Study text:
⁂

Meanwhile, as workers are receiving poverty wages, banks and corporations have received lucrative profits. The 34 largest companies in Spain have declared a combined net profit of more than €54 billion, the maximum ever recorded. Banks earned €20 billion last year, the highest profits since the previous crisis in 2008. The five banks on Spain’s stock exchange—Ibex 35, Santander, BBVA, CaixaBank, Sabadell and Bankinter—have achieved the highest profit in the last decade. All these banks have been involved in mass redundancies, totaling over 20,000 last year.

Surging inflation is a byproduct of two interrelated policies. The first, the policy adopted by the ruling class in the US and Europe in response to the pandemic of pumping trillions of euros into the financial markets to prop up share values. Further adding to inflationary pressures are disruptions in supply chains due to the refusal of capitalist governments to implement an eradication strategy against the pandemic, which has led to massive infections and deeply disorganized the economy.

⁂

Data records:
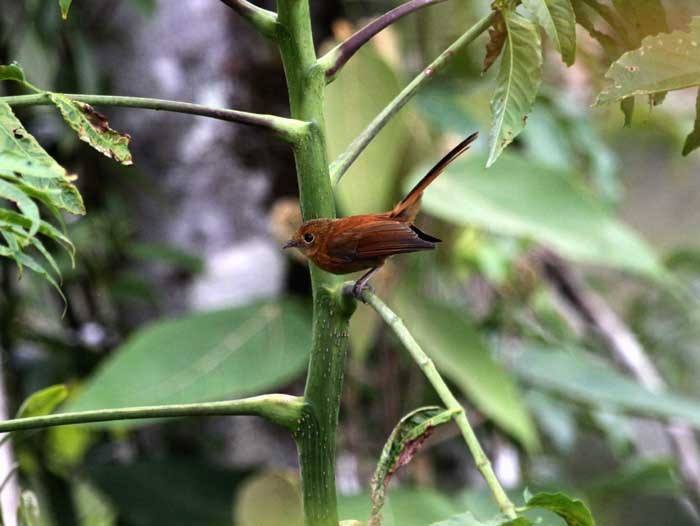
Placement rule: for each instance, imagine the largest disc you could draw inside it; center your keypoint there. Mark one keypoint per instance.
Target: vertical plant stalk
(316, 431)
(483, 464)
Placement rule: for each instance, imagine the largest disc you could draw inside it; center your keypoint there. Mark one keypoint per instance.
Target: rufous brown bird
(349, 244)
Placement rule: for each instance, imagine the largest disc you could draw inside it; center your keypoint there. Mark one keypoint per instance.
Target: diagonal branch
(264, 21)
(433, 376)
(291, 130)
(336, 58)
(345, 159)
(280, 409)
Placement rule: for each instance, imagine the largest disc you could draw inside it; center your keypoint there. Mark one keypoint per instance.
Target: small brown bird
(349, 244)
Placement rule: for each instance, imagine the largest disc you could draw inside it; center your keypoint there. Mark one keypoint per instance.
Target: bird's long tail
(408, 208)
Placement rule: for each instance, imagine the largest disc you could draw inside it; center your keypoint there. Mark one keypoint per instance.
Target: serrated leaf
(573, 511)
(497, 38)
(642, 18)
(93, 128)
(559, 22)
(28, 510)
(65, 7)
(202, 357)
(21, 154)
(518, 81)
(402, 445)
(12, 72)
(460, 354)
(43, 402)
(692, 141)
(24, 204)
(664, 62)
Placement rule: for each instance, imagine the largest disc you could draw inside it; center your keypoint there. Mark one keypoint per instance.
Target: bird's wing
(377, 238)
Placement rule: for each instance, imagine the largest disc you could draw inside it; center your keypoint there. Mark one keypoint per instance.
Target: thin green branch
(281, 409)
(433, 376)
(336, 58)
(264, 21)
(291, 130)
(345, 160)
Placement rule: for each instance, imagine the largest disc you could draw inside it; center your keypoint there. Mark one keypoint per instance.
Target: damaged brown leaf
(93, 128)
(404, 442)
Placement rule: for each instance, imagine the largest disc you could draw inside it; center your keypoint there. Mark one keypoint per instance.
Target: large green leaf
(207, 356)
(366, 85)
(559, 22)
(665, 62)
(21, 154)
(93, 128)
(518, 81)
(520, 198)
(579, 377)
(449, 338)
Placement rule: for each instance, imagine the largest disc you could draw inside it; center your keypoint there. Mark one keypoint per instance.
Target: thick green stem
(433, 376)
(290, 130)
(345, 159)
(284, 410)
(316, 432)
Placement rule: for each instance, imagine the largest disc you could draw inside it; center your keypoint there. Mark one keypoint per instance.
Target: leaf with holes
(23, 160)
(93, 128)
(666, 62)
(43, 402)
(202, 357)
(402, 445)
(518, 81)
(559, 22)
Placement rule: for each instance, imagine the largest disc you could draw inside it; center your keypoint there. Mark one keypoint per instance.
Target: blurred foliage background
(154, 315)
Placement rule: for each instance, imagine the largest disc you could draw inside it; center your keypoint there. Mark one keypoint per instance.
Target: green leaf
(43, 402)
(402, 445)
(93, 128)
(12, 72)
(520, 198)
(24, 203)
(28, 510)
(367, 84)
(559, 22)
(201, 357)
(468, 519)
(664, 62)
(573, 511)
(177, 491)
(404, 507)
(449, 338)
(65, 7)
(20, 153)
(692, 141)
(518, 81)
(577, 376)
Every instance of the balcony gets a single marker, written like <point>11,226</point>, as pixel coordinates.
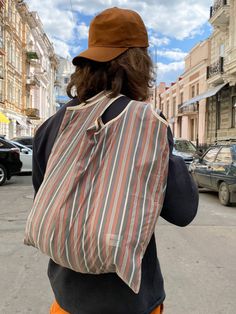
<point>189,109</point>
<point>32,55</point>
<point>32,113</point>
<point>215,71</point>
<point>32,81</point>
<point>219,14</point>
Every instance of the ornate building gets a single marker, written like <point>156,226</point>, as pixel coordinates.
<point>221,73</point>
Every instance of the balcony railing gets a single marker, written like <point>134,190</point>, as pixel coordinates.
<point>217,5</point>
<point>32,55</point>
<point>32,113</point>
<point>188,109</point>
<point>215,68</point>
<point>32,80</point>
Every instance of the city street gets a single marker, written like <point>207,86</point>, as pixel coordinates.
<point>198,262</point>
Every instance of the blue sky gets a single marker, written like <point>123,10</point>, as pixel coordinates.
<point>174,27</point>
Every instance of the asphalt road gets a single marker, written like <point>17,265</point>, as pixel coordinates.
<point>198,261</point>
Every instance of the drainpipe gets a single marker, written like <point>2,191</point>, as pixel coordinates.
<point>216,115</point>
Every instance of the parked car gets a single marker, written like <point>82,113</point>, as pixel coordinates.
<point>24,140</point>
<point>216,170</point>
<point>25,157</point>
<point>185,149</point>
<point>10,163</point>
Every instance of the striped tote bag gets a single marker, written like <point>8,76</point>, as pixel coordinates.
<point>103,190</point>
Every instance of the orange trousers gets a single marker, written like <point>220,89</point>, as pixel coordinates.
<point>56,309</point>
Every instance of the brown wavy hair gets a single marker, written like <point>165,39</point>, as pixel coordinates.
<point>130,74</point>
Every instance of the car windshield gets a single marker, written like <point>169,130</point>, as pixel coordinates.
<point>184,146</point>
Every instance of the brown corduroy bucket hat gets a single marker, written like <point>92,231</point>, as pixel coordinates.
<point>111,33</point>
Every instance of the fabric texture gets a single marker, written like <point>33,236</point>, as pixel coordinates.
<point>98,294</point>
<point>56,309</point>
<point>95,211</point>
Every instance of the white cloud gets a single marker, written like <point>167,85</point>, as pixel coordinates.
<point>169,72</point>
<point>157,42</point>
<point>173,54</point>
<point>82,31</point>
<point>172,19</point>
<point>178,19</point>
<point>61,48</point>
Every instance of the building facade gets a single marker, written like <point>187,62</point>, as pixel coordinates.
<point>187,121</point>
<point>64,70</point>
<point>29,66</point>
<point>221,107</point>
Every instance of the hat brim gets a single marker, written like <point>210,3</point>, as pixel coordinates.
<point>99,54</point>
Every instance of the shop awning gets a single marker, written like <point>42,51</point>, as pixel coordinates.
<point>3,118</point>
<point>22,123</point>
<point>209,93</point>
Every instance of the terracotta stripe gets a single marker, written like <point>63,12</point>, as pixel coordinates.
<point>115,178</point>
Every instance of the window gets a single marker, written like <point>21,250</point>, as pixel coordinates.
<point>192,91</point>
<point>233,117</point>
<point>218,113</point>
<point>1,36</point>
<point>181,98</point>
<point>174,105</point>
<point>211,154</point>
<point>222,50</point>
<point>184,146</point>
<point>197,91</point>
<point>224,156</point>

⁂

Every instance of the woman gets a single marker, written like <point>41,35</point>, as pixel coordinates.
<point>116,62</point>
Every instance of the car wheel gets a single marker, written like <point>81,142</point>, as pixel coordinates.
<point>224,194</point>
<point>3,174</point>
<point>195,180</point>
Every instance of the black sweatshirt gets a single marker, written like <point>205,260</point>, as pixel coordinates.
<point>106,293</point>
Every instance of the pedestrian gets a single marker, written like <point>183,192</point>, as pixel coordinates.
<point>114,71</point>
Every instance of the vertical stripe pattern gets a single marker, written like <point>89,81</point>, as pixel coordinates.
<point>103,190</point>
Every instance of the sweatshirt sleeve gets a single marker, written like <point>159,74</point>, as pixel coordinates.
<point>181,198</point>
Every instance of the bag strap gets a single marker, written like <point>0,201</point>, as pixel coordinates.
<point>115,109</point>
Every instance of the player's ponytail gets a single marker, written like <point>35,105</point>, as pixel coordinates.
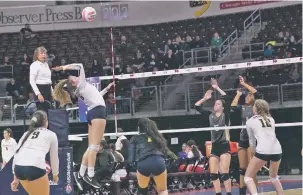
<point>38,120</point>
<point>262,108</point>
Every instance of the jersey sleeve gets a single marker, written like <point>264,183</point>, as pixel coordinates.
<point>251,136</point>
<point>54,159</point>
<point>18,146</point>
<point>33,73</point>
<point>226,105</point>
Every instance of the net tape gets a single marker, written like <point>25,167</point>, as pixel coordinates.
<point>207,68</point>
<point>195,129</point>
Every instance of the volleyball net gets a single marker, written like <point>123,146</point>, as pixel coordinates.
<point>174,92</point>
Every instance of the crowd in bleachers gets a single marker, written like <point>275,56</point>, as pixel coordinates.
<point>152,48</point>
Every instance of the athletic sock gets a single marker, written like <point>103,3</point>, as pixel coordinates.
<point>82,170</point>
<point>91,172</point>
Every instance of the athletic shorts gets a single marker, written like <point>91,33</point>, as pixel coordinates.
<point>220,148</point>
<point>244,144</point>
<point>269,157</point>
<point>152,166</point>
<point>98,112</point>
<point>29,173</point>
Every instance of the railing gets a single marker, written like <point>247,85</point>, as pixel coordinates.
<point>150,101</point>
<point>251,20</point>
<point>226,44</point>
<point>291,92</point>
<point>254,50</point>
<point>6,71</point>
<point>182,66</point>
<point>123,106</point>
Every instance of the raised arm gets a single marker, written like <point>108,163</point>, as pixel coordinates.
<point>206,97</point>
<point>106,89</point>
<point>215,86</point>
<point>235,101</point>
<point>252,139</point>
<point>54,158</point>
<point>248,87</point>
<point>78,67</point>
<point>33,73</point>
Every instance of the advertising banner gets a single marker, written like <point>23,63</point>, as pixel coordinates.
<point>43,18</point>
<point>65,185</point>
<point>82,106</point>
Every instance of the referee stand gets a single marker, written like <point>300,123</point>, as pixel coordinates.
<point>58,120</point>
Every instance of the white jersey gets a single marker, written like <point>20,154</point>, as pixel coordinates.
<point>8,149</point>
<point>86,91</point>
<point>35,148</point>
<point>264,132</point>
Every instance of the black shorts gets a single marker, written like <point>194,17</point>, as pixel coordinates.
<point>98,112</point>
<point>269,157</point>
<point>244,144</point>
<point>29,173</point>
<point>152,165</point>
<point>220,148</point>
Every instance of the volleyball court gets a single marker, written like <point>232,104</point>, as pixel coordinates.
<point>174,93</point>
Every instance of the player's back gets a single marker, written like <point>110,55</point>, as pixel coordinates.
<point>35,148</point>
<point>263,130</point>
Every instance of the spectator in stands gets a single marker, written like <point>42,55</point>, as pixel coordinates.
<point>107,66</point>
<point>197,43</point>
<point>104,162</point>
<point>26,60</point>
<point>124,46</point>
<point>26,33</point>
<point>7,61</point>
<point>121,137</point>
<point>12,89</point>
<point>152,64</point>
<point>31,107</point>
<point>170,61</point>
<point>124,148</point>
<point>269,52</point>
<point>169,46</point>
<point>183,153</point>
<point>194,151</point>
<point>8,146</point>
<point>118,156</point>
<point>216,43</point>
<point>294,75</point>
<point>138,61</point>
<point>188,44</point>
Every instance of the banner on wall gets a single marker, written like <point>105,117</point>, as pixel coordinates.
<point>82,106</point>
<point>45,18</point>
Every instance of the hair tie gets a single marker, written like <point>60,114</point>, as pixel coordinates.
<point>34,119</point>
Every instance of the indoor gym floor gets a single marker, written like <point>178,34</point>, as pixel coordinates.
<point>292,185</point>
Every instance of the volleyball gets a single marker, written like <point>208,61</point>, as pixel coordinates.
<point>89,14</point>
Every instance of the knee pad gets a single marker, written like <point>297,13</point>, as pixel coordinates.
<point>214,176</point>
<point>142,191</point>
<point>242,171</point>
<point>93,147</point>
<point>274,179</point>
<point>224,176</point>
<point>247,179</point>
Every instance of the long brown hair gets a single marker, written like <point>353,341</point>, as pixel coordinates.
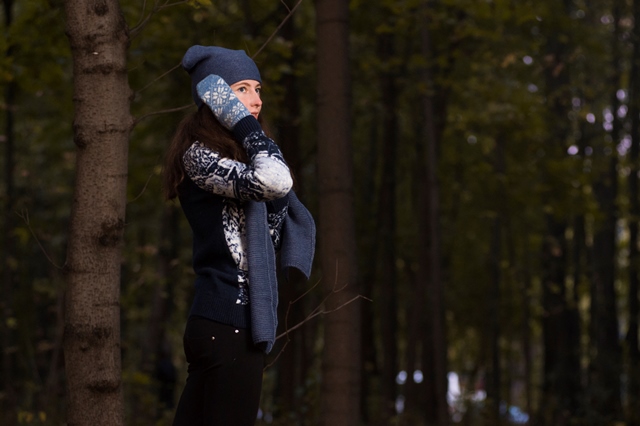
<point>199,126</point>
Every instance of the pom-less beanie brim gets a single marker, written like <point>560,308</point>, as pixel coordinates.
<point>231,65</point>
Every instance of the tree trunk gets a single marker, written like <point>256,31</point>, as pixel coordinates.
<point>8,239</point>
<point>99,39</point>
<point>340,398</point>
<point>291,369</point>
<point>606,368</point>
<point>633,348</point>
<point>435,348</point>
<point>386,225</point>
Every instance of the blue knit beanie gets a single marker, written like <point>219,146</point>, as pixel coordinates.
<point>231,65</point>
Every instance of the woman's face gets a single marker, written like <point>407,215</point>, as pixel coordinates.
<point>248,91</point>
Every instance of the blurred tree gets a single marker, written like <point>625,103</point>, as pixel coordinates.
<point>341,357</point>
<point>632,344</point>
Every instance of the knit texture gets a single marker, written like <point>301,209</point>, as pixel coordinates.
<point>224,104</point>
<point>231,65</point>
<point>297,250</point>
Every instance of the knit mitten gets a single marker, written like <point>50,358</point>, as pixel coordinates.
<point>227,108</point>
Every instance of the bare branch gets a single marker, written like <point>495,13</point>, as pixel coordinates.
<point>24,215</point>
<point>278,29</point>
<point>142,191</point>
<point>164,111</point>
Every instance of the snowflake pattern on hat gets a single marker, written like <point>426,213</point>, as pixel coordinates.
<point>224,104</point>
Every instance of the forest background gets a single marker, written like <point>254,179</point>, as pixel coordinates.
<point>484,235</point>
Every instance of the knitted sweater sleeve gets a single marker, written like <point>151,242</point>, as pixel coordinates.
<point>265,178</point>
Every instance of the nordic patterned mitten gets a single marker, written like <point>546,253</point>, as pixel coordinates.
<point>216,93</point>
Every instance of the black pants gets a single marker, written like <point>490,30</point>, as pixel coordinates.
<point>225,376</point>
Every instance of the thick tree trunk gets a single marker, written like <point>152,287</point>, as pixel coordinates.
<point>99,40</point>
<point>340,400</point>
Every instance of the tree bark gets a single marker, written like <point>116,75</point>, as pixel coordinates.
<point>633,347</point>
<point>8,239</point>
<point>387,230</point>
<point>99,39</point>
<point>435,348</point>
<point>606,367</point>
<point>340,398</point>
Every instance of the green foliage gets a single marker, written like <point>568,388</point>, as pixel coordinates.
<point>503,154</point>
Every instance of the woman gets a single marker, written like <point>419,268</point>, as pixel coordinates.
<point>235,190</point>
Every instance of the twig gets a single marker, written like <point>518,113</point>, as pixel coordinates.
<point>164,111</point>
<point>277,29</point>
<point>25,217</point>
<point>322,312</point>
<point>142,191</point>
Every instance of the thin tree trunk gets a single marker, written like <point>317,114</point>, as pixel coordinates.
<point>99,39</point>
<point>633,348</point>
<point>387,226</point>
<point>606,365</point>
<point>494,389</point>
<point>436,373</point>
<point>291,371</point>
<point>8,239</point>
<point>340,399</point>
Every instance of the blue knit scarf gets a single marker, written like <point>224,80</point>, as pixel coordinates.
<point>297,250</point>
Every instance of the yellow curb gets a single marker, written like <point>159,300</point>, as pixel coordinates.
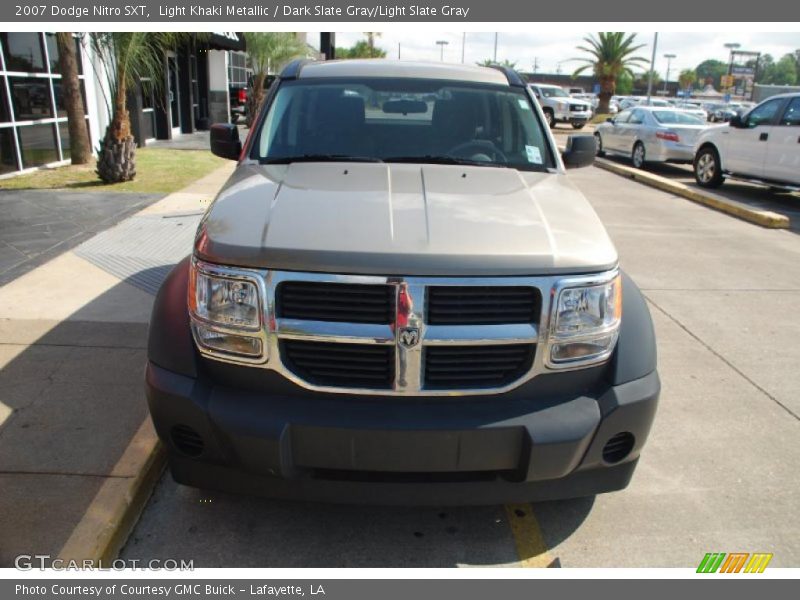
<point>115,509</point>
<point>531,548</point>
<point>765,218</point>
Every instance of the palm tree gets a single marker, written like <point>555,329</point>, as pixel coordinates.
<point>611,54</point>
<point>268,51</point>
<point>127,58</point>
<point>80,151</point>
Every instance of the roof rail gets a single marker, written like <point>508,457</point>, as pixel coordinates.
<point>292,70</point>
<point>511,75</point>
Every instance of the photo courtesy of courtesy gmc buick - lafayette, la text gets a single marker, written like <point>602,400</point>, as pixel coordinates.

⁂

Explore the material:
1. Can you transcribe, word for word, everything in the text on Spanish profits and inflation from "Meanwhile, as workers" down to "20,000 last year."?
2. What sums of money stated in euros appear in the text on Spanish profits and inflation? List every one.
The material stands apart from the text on Spanish profits and inflation.

Answers to the exercises:
1.
Meanwhile, as workers are receiving poverty wages, banks and corporations have received lucrative profits. The 34 largest companies in Spain have declared a combined net profit of more than €54 billion, the maximum ever recorded. Banks earned €20 billion last year, the highest profits since the previous crisis in 2008. The five banks on Spain’s stock exchange—Ibex 35, Santander, BBVA, CaixaBank, Sabadell and Bankinter—have achieved the highest profit in the last decade. All these banks have been involved in mass redundancies, totaling over 20,000 last year.

2.
- more than €54 billion
- €20 billion
- trillions of euros